■ EXERCISE: How many lines in the listing below contain the string "dresser"? Reply with the number alone.

■ GIVEN ENTRIES:
+ + +

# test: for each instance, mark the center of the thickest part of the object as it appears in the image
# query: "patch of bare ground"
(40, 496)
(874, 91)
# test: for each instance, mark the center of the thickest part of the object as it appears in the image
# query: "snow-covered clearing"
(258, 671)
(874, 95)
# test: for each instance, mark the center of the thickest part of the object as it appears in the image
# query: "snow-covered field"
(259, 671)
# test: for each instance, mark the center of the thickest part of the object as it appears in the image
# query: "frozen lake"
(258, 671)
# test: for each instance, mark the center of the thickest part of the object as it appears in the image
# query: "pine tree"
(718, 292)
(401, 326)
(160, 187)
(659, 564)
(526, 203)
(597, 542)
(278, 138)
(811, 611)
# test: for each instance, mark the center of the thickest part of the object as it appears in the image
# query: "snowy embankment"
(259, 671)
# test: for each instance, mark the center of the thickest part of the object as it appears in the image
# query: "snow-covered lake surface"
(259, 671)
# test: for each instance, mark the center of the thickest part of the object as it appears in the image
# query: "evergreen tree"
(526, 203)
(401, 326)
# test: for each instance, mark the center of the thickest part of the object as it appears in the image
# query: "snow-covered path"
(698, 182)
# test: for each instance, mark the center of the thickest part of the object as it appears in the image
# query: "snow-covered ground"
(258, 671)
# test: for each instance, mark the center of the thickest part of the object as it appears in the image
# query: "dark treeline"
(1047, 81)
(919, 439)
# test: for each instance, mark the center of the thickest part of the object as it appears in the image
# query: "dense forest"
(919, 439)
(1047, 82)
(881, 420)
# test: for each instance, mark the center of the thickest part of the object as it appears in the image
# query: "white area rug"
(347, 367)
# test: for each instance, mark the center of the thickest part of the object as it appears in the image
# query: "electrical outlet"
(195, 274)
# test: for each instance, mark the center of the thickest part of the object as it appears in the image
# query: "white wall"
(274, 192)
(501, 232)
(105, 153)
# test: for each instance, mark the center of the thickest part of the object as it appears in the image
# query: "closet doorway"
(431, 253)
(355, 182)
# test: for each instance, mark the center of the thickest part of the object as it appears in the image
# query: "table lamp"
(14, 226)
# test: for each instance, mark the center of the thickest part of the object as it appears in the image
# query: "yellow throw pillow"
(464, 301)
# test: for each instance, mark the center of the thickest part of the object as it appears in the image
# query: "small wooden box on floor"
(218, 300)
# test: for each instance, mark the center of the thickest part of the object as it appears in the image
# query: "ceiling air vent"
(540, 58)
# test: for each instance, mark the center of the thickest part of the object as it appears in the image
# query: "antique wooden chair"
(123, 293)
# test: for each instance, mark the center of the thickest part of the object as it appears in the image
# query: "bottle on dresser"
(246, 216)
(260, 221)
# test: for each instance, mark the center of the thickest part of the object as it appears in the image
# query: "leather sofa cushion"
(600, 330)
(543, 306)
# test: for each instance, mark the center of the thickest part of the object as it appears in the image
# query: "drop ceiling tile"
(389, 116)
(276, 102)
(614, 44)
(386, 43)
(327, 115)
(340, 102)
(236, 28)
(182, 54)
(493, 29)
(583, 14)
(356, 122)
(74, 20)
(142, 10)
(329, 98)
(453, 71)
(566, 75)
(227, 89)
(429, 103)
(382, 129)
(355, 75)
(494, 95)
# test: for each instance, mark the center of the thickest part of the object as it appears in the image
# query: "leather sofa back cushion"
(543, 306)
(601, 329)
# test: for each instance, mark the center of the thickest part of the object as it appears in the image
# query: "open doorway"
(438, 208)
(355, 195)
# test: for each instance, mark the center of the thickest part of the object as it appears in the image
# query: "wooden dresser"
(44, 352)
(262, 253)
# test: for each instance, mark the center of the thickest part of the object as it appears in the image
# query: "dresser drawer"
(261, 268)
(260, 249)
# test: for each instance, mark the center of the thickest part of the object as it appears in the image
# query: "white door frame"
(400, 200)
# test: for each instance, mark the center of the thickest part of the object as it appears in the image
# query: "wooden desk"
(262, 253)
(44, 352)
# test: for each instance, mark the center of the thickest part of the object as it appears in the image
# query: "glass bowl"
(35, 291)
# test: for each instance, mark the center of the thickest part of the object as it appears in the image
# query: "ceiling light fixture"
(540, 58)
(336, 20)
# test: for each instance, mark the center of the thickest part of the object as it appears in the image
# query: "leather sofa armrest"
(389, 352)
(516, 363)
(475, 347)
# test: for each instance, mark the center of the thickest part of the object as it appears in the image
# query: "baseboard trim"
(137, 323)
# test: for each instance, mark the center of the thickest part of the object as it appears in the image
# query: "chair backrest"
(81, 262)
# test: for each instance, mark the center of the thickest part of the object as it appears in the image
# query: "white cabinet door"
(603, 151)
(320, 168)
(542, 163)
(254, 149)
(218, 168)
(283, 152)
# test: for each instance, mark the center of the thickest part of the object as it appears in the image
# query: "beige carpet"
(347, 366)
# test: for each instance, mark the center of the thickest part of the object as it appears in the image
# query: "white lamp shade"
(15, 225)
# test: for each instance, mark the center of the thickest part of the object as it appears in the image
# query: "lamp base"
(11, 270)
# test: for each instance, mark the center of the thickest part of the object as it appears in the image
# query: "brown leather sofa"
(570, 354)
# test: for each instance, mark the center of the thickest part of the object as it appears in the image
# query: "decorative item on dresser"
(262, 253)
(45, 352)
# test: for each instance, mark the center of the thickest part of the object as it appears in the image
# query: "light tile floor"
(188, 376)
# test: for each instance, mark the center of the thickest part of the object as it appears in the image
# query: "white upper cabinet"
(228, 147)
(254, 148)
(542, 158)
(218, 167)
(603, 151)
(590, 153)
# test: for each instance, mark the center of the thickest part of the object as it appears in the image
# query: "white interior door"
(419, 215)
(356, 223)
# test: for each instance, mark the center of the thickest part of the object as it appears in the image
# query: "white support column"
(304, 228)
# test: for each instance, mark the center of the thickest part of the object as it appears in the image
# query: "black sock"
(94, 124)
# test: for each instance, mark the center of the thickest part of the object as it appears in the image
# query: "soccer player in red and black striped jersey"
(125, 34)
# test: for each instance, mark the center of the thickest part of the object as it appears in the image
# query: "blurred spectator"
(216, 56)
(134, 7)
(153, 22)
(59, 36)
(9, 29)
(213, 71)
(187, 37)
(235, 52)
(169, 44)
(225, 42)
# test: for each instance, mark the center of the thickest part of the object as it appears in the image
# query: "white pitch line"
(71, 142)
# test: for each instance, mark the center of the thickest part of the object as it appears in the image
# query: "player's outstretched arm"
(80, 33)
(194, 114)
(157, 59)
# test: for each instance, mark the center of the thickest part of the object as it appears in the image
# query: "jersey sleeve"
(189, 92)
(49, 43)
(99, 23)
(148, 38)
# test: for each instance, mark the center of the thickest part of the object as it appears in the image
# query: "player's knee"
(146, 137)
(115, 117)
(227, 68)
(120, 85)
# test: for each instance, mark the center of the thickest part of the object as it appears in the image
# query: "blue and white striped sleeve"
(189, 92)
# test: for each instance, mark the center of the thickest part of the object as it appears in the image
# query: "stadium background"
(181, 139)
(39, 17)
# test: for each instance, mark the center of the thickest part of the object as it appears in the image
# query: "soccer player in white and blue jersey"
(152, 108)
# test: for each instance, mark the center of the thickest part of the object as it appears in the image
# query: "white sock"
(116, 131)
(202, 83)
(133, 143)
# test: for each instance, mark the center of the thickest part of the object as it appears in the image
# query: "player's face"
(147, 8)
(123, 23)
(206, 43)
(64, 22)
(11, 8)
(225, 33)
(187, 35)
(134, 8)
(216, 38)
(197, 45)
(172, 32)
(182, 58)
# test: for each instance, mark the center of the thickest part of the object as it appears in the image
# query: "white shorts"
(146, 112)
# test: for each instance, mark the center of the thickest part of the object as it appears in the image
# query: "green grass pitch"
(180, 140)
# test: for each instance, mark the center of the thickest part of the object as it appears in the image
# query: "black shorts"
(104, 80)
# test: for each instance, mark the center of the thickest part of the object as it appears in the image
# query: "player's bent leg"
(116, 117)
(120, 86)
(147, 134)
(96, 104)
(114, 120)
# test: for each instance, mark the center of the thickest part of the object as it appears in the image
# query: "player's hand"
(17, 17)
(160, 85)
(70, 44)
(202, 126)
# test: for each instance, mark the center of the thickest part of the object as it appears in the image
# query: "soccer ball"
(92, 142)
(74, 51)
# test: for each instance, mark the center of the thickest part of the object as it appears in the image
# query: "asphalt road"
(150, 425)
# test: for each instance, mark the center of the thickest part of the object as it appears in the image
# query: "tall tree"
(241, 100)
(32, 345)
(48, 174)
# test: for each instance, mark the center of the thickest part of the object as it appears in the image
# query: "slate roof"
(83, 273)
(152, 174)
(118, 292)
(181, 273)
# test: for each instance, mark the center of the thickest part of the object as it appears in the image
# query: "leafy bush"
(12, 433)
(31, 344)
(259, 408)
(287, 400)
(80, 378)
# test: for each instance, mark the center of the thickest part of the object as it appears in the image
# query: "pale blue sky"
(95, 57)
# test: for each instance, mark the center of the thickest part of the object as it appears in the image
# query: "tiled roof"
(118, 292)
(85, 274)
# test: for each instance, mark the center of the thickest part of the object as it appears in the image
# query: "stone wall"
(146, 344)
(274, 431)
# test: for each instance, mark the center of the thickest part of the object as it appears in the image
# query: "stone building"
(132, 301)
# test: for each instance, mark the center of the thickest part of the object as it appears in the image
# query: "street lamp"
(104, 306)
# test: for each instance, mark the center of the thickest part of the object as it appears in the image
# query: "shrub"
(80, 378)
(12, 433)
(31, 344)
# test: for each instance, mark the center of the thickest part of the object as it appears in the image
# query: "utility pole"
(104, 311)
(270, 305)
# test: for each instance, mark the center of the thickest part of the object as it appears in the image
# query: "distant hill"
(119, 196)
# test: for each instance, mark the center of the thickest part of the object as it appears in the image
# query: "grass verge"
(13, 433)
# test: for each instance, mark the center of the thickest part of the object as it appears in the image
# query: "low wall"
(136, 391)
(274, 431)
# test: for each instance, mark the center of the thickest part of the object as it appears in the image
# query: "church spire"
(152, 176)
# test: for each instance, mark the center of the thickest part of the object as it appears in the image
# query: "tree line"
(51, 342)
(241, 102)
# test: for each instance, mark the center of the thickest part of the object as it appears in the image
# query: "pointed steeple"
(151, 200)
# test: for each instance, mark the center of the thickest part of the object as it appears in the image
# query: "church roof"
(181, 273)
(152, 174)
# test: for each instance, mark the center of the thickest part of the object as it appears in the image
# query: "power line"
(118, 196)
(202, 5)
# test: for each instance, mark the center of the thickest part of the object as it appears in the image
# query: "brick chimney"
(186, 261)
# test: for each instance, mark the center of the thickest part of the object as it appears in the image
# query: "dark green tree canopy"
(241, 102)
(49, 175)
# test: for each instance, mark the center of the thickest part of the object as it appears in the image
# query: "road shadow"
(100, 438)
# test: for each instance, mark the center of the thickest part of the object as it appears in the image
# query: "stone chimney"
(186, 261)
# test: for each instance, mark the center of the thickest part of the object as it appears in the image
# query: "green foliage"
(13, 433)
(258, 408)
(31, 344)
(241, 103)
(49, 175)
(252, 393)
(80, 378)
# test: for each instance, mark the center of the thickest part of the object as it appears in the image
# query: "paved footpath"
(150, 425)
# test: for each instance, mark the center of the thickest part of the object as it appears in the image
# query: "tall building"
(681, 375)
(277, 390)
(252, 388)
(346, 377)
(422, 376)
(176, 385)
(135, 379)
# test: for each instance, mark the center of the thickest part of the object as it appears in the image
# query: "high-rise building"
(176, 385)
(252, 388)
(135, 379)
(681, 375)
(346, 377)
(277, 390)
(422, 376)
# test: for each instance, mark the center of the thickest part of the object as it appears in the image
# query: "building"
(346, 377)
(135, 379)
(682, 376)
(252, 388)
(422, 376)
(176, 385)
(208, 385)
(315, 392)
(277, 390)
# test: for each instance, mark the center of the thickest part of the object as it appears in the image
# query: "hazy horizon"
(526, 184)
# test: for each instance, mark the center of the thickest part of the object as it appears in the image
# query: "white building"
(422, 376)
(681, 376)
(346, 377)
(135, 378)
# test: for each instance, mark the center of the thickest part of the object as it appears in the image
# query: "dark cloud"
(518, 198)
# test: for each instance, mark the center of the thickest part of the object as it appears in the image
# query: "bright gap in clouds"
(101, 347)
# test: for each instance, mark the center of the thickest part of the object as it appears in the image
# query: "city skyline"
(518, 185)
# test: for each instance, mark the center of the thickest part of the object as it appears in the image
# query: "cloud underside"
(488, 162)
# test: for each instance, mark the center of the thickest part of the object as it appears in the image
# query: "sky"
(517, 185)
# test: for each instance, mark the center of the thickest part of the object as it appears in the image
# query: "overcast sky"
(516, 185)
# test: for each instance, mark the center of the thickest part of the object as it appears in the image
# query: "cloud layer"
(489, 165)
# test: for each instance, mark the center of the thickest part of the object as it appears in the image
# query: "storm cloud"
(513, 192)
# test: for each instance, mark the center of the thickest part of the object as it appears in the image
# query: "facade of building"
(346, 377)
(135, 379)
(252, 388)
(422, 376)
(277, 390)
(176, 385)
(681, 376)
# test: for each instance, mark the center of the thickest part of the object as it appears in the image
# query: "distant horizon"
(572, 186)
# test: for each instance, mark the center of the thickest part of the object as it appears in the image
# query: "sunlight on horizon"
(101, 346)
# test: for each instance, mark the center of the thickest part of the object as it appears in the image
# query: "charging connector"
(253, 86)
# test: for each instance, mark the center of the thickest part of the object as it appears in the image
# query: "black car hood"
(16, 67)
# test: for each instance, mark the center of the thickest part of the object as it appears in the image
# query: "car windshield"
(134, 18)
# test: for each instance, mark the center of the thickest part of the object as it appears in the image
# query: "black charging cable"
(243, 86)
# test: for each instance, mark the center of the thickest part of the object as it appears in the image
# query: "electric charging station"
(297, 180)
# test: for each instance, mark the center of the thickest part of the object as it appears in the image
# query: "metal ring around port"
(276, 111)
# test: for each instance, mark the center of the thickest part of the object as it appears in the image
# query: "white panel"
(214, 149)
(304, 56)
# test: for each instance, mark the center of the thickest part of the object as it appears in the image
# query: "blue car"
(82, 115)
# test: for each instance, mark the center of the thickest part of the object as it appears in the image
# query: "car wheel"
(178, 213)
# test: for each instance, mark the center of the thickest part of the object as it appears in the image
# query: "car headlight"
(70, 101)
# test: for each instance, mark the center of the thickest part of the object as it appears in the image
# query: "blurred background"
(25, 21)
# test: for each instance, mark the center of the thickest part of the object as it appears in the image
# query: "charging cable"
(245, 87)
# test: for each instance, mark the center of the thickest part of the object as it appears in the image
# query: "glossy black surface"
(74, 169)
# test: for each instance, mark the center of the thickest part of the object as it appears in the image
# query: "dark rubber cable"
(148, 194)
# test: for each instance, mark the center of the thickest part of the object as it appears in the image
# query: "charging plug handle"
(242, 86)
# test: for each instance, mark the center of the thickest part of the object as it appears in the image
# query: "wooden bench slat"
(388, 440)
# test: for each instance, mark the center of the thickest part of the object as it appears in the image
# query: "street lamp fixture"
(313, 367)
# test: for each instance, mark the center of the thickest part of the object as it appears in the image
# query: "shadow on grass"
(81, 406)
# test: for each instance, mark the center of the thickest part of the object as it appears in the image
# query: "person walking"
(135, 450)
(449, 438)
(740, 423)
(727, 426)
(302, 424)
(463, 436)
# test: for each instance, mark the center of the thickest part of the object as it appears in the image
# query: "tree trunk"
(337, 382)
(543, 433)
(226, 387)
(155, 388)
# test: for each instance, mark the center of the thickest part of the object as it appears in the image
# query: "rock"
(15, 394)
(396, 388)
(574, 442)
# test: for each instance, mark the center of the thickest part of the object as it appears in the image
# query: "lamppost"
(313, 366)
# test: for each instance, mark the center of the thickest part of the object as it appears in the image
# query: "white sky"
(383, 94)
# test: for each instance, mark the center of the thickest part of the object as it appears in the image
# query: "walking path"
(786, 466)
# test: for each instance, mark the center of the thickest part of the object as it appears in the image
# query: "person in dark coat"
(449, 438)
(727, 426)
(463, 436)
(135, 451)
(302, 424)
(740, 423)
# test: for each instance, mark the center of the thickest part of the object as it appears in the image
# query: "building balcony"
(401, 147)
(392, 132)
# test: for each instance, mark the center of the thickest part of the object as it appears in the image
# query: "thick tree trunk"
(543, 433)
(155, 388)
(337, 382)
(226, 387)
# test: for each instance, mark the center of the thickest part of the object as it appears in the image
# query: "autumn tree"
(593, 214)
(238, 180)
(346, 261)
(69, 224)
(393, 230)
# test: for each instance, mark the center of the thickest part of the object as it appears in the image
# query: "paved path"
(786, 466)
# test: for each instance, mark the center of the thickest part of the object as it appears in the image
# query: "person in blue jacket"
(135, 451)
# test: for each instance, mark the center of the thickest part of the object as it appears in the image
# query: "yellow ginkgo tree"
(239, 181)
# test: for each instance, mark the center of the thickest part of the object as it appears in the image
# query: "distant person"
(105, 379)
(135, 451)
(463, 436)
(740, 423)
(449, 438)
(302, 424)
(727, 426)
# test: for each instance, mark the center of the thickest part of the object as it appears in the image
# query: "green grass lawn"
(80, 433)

+ + +

■ REPLY: 4